- Segmento del documento -
>>>
Non andrà tutto bene, se ci si ammala quando siamo vicino al picco dell’epidemia (ci può essere carenza di posti letto in rianimazione); se si è over 70; se siamo affetti da più patologie; se il nostro sistema immunitario risponderà in modo troppo aggressivo (la tempesta di citochine), oppure in modo insufficiente; se ci si trova in una zona in cui ci sono pressioni ambientali negative, che deprimono il sistema immunitario, come per esempio l’inquinamento atmosferico come per esempio il  5G  ; se ci troviamo in una regione con un Servizio Sanitario Pubblico depotenziato.

Non andrà tutto bene se, passata questa emergenza, non si darà una svolta decisiva nella gestione della salute e della sanità in Italia, a partire dal cassare le diverse forme di “sanità integrativa”, incluso il cosiddetto “welfare aziendale” e la cosiddetta  “autonomia regionale differenziata”, recuperando le risorse a partire per esempio dalla riduzione delle spese militari.
<<<
- Dati forniti -
>>>
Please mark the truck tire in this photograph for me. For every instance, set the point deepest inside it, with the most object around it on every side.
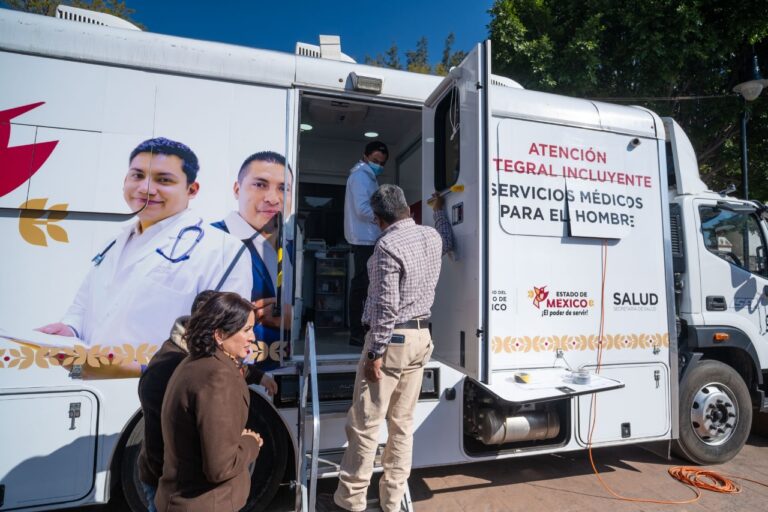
(715, 413)
(133, 493)
(266, 474)
(269, 469)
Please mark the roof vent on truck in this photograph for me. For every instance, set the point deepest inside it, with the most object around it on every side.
(330, 48)
(66, 12)
(504, 82)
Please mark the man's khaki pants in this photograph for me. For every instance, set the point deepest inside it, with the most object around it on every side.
(394, 396)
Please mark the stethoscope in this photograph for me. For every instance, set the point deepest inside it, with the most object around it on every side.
(173, 259)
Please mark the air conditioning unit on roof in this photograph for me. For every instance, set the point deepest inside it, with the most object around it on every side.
(66, 12)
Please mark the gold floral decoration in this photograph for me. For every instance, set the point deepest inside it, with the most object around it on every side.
(34, 216)
(96, 356)
(574, 343)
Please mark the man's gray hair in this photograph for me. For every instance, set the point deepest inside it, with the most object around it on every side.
(388, 203)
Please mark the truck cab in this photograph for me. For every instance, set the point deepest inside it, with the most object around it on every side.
(721, 273)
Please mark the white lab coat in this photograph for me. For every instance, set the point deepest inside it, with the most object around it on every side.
(135, 296)
(360, 227)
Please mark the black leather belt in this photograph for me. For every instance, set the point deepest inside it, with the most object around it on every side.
(416, 323)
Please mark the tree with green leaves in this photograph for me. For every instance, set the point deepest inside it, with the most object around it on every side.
(48, 7)
(417, 60)
(390, 59)
(450, 58)
(679, 58)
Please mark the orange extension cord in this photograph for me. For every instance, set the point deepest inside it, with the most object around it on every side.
(694, 477)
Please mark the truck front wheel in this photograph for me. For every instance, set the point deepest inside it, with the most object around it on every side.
(715, 413)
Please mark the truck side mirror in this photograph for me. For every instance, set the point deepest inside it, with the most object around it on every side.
(762, 264)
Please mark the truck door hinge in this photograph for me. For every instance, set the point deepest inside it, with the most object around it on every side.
(76, 372)
(74, 413)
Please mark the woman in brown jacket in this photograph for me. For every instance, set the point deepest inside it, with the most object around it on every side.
(207, 448)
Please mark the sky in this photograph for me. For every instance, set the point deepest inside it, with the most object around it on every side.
(366, 27)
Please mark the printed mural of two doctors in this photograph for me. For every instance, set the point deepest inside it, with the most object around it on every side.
(150, 272)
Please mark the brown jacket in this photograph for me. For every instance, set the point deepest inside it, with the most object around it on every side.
(205, 463)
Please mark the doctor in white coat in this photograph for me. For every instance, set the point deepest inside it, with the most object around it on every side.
(152, 271)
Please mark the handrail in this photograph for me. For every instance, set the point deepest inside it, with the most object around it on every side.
(307, 490)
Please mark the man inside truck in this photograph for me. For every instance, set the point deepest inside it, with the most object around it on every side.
(361, 230)
(262, 193)
(151, 272)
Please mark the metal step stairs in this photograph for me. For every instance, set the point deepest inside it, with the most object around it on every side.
(309, 462)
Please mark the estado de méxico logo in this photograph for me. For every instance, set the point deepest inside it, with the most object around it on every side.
(560, 302)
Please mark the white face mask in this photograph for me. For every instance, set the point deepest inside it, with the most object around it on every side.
(377, 169)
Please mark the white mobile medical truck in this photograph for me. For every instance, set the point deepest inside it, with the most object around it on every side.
(593, 268)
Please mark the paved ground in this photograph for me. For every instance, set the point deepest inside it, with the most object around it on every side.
(566, 483)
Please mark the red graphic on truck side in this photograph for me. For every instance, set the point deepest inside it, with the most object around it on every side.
(19, 163)
(539, 295)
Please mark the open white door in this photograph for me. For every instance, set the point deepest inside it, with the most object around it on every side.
(455, 124)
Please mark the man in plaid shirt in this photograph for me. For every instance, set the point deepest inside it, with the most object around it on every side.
(403, 273)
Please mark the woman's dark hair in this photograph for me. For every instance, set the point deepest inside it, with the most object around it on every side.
(226, 312)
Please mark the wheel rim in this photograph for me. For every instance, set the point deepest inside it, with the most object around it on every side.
(714, 413)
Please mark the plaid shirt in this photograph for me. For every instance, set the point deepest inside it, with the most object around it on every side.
(403, 273)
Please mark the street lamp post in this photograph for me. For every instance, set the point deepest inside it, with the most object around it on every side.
(748, 90)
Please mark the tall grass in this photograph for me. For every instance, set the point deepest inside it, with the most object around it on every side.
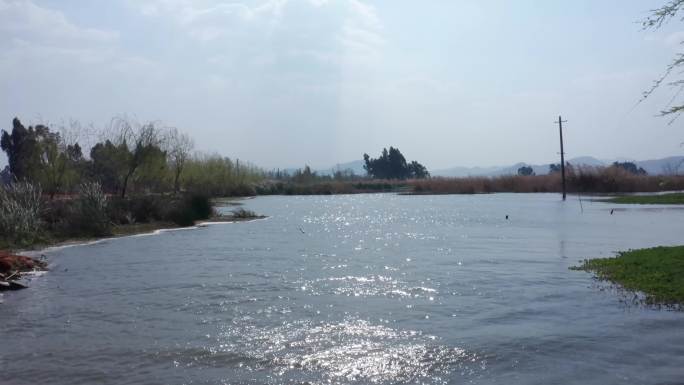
(579, 180)
(21, 207)
(216, 176)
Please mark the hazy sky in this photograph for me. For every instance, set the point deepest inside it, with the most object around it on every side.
(283, 82)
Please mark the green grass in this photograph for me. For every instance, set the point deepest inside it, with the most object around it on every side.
(663, 199)
(657, 272)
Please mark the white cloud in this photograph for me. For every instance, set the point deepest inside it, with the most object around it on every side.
(25, 20)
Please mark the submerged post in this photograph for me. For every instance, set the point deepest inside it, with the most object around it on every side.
(560, 128)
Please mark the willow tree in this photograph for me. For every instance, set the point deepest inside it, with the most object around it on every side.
(657, 19)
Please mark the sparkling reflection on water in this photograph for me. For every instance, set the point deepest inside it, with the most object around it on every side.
(368, 289)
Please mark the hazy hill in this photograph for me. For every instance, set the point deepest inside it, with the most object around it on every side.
(667, 165)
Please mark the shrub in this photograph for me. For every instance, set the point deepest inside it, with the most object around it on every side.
(92, 209)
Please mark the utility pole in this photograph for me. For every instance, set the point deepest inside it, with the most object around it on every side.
(560, 128)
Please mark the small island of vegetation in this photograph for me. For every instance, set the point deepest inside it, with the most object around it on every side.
(660, 199)
(657, 272)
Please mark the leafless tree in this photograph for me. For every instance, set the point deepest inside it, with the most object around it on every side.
(179, 146)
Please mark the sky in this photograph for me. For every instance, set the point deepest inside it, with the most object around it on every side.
(283, 83)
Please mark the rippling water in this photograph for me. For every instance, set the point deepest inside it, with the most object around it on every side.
(368, 289)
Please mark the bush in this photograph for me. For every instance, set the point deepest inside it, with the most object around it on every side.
(190, 209)
(92, 209)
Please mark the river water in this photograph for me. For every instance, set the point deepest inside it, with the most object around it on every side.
(367, 289)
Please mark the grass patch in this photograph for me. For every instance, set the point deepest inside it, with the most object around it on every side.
(657, 272)
(662, 199)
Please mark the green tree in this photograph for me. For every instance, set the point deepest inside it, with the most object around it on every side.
(392, 165)
(526, 171)
(22, 146)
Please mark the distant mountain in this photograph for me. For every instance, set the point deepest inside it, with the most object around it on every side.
(669, 165)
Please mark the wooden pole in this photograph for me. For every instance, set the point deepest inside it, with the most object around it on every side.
(560, 128)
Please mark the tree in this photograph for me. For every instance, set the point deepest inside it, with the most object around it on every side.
(22, 147)
(145, 145)
(392, 165)
(179, 146)
(109, 164)
(526, 171)
(656, 20)
(630, 167)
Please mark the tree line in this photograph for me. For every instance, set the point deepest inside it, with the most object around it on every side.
(127, 157)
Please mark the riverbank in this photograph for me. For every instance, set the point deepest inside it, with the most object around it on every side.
(657, 272)
(579, 180)
(14, 265)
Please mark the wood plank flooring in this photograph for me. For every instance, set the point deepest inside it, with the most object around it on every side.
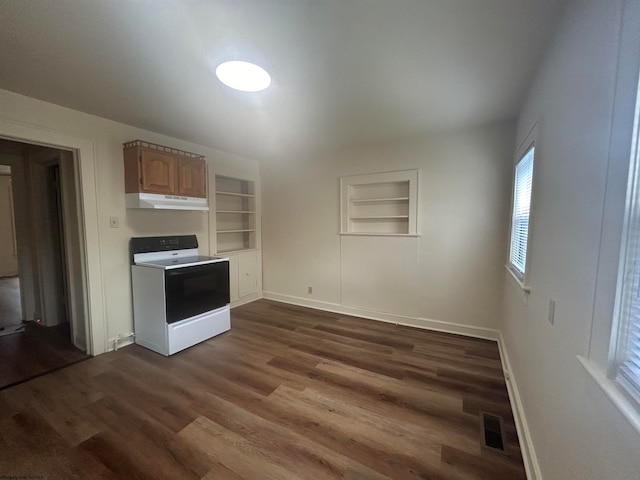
(36, 351)
(288, 393)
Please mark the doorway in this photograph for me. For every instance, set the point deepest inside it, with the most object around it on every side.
(51, 330)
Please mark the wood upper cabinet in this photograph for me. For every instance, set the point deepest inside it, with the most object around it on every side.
(191, 177)
(158, 172)
(150, 168)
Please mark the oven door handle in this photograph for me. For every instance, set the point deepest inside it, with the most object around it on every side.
(188, 270)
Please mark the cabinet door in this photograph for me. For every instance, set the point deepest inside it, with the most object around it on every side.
(247, 273)
(158, 172)
(233, 277)
(191, 177)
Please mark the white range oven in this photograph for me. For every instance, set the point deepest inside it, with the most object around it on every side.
(180, 298)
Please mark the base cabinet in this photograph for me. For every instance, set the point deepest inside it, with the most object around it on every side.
(243, 274)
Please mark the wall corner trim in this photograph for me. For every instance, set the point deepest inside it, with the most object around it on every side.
(529, 457)
(418, 322)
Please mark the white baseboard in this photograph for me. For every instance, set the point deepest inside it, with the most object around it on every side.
(529, 457)
(418, 322)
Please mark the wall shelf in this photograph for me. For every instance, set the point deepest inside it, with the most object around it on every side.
(234, 194)
(235, 214)
(379, 200)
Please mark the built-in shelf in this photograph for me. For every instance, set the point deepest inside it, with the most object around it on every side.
(379, 203)
(238, 231)
(228, 252)
(382, 217)
(379, 200)
(235, 215)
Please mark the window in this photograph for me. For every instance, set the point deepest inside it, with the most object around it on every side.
(520, 217)
(624, 357)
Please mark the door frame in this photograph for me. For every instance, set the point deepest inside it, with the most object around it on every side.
(84, 164)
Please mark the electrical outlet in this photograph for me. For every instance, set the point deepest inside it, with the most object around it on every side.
(552, 311)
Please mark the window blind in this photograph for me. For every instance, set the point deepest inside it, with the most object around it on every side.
(521, 210)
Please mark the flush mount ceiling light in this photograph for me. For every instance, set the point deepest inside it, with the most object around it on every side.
(243, 76)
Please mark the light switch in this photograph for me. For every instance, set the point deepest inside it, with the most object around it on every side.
(552, 311)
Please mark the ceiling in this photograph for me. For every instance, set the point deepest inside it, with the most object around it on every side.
(345, 72)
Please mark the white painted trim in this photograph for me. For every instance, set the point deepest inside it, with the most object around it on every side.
(418, 322)
(527, 449)
(86, 166)
(614, 392)
(244, 300)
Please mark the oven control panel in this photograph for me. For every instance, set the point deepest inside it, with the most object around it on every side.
(162, 244)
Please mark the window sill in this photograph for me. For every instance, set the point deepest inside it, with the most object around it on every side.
(614, 392)
(525, 288)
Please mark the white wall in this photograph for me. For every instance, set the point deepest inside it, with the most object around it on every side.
(106, 186)
(576, 430)
(452, 273)
(8, 252)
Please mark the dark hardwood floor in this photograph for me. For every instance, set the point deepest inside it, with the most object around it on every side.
(288, 393)
(36, 349)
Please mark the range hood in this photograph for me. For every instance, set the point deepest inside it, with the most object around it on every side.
(165, 202)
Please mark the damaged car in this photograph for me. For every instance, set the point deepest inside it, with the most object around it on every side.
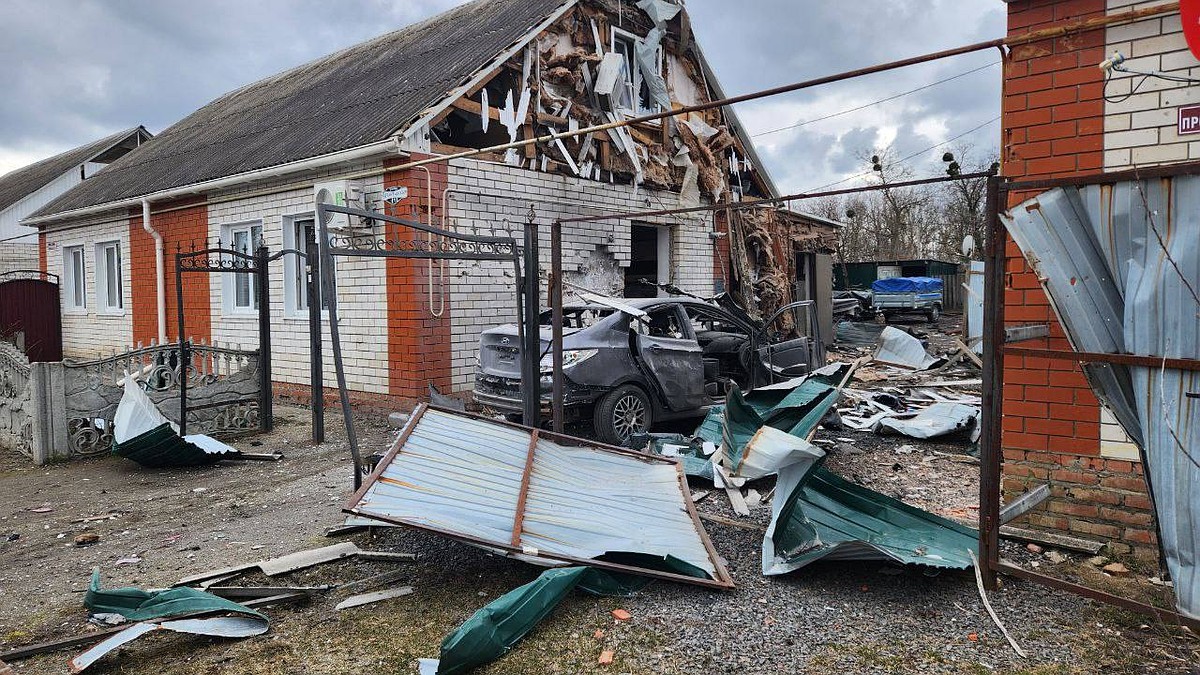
(629, 364)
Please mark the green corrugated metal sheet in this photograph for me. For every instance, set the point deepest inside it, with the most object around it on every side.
(827, 517)
(162, 447)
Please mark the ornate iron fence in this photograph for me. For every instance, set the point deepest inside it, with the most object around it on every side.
(16, 400)
(222, 386)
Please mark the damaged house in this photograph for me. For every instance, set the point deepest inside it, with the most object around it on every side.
(247, 169)
(25, 190)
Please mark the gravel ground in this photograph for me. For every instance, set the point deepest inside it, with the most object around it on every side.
(856, 617)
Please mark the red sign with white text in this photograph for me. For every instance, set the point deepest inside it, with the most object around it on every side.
(1189, 119)
(1189, 10)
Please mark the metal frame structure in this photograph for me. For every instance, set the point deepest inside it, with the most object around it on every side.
(443, 245)
(991, 453)
(217, 260)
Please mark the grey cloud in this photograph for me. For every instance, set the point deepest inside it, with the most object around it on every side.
(76, 70)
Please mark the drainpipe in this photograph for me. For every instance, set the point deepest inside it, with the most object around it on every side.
(160, 275)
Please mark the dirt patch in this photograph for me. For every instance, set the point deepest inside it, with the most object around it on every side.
(853, 616)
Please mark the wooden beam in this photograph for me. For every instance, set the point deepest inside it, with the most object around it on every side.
(519, 520)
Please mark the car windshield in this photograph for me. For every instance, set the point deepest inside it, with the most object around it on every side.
(577, 317)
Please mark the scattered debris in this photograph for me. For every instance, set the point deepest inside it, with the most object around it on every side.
(983, 596)
(145, 607)
(819, 514)
(286, 563)
(939, 419)
(1050, 539)
(142, 434)
(900, 350)
(377, 596)
(1116, 569)
(502, 487)
(503, 622)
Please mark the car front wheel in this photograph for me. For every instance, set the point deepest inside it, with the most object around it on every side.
(621, 413)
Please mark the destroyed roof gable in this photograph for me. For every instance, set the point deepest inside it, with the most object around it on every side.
(354, 97)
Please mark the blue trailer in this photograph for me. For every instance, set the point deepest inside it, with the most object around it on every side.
(907, 294)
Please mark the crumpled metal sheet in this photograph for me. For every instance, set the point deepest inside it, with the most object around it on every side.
(899, 348)
(647, 53)
(939, 419)
(217, 627)
(1121, 264)
(141, 432)
(144, 607)
(465, 477)
(492, 631)
(660, 11)
(819, 515)
(858, 334)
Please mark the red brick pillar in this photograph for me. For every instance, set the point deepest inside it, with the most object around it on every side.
(179, 228)
(419, 348)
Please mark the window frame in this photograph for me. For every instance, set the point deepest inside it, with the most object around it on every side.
(295, 293)
(103, 302)
(232, 280)
(635, 71)
(71, 278)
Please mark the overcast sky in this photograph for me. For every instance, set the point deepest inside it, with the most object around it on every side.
(77, 70)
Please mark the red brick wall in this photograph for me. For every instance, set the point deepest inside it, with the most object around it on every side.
(418, 344)
(1054, 126)
(180, 230)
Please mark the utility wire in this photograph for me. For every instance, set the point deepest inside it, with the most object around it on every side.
(947, 142)
(863, 107)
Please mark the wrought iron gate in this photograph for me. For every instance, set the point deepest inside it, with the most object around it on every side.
(439, 244)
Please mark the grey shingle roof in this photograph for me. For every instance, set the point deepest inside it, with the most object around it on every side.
(349, 99)
(18, 184)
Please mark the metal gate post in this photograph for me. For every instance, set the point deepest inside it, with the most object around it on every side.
(184, 356)
(556, 304)
(993, 388)
(531, 381)
(316, 359)
(263, 276)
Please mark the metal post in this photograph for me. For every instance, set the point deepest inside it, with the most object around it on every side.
(265, 400)
(183, 345)
(531, 351)
(329, 293)
(556, 304)
(316, 359)
(993, 388)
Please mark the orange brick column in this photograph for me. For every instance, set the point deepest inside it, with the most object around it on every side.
(1054, 126)
(418, 342)
(180, 230)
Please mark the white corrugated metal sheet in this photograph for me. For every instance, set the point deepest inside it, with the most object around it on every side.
(463, 477)
(1121, 264)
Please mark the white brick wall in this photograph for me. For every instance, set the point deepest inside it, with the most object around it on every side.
(1141, 130)
(497, 197)
(90, 334)
(361, 299)
(17, 256)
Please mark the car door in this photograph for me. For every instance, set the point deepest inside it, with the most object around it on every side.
(667, 347)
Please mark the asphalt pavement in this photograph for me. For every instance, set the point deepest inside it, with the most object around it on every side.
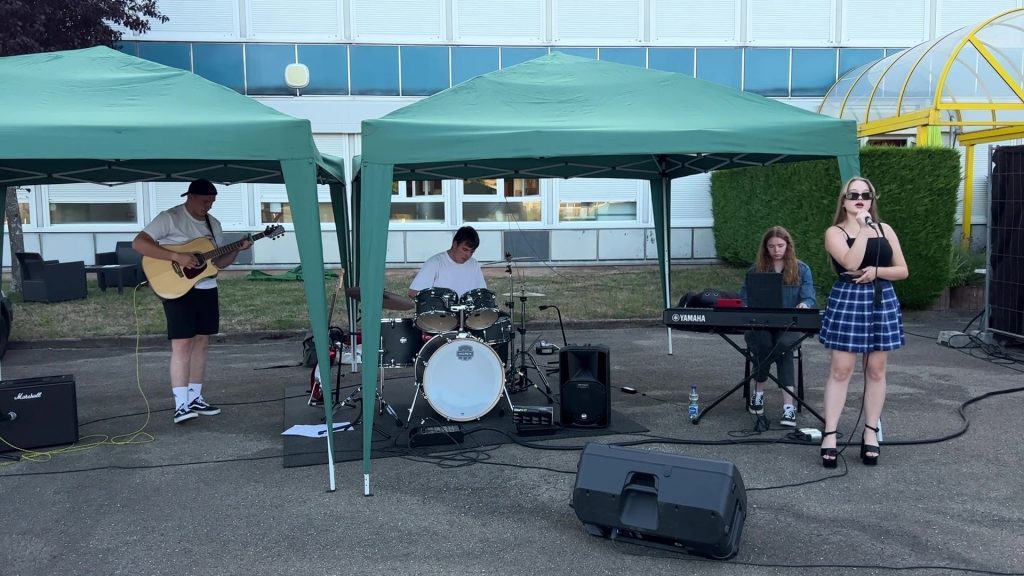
<<<
- Esercizio 1 -
Restituisci senza modifiche il brano del segmento del documento che va da “Non andrà tutto bene, se” a “Sanitario Pubblico depotenziato.”.
- Esercizio 2 -
Elenca tutte le espressioni che nel segmento del documento compaiono tra virgolette.

- Risposta scritta 1 -
Non andrà tutto bene, se ci si ammala quando siamo vicino al picco dell’epidemia (ci può essere carenza di posti letto in rianimazione); se si è over 70; se siamo affetti da più patologie; se il nostro sistema immunitario risponderà in modo troppo aggressivo (la tempesta di citochine), oppure in modo insufficiente; se ci si trova in una zona in cui ci sono pressioni ambientali negative, che deprimono il sistema immunitario, come per esempio l’inquinamento atmosferico come per esempio il  5G  ; se ci troviamo in una regione con un Servizio Sanitario Pubblico depotenziato.

- Risposta scritta 2 -
- sanità integrativa
- welfare aziendale
- autonomia regionale differenziata